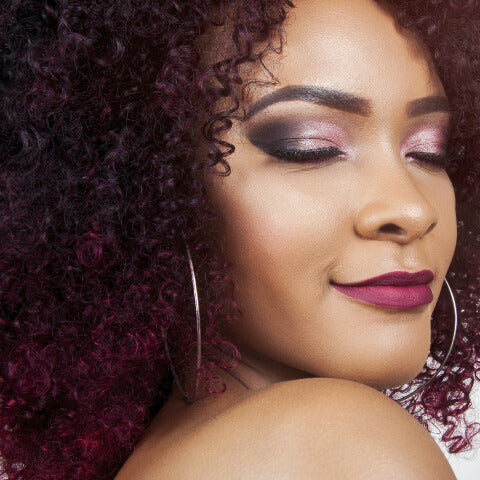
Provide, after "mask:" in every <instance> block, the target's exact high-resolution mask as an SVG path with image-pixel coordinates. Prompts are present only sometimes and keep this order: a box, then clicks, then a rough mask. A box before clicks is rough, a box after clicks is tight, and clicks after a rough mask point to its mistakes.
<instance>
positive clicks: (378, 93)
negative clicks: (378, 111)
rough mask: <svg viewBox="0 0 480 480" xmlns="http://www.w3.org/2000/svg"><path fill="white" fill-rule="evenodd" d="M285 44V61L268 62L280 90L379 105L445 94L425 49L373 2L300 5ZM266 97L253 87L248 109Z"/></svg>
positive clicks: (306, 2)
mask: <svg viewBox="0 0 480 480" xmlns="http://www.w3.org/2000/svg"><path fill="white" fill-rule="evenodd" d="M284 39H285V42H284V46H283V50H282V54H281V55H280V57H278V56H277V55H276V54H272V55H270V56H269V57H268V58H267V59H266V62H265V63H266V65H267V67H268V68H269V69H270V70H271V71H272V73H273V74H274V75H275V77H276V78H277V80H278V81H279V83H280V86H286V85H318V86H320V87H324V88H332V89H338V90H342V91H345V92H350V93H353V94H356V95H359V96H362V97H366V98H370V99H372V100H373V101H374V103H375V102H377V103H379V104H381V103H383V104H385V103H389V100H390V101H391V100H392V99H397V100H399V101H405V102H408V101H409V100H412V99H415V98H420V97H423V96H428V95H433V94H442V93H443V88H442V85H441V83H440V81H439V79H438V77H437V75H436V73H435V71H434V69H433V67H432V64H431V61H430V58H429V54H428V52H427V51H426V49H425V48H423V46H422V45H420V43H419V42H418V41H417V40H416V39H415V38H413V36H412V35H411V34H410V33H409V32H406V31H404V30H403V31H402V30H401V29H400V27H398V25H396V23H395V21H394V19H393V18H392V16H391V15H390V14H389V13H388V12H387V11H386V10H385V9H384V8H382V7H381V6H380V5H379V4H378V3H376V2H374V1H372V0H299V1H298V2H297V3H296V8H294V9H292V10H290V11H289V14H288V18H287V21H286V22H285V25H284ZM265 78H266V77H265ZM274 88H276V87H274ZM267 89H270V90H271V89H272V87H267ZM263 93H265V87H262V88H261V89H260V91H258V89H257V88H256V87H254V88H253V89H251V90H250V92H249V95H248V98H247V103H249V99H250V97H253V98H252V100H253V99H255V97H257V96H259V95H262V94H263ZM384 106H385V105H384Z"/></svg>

__Prompt__
Please leave out the pictures as you reproduce the lines exactly, from the first line of the entries through the line containing "rough mask: <svg".

__Answer to this task__
Provide, after "mask:" in every <instance> block, the target's exact high-resolution mask as an SVG path with image-pixel coordinates. Prompts are present only sometimes and keep this order: a box, then clicks, then a rough mask. A box before clicks is rough, a box after clicks is tight, and clicks after a rough mask point to its mistakes.
<instance>
positive clicks: (378, 93)
negative clicks: (378, 111)
rough mask: <svg viewBox="0 0 480 480" xmlns="http://www.w3.org/2000/svg"><path fill="white" fill-rule="evenodd" d="M285 44V61L268 62L280 90L379 105L445 94L425 49L373 2L300 5ZM266 97L253 87L248 109Z"/></svg>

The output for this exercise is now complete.